GOAL
Show each line below that contains the string "pillar", copying every such line in full. Case counts when matching.

Extracted records
☆ ☆ ☆ ☆
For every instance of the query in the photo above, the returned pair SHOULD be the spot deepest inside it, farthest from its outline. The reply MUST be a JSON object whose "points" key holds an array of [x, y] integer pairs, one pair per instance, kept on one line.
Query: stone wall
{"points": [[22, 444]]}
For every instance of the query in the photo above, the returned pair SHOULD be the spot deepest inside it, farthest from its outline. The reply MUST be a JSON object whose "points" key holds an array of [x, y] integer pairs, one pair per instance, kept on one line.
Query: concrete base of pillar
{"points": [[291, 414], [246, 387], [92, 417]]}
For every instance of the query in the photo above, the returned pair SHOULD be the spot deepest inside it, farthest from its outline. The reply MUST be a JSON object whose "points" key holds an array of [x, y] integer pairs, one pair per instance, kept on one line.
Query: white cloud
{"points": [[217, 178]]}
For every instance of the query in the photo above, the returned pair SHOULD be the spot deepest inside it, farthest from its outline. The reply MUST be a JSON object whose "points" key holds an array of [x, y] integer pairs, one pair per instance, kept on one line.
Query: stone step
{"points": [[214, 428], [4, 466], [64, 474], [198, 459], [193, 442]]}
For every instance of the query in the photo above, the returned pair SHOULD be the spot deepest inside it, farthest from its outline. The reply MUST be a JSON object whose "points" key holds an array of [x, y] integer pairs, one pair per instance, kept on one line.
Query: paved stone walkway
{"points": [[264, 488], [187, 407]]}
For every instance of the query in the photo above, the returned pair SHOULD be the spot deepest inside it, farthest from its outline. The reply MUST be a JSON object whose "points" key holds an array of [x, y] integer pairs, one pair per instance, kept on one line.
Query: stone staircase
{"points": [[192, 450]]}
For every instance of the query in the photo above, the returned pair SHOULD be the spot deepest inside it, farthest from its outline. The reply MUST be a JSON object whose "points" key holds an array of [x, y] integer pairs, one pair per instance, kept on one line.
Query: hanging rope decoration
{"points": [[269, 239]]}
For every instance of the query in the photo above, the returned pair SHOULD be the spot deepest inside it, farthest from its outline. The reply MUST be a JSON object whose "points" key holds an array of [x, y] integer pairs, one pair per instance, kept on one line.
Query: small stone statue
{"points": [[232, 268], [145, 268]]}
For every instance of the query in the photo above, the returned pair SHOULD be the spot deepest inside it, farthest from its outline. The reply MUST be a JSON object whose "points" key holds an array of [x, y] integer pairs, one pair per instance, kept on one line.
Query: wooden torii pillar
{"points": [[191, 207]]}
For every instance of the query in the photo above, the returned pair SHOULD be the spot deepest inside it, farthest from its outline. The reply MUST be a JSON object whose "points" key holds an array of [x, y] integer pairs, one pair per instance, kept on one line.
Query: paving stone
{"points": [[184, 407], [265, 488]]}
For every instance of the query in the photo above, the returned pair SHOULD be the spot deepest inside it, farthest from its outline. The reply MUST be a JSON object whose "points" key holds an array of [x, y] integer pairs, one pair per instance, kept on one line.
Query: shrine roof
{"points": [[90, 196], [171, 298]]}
☆ ☆ ☆ ☆
CORRECT RESULT
Query: concrete base of pillar
Query: wooden torii pillar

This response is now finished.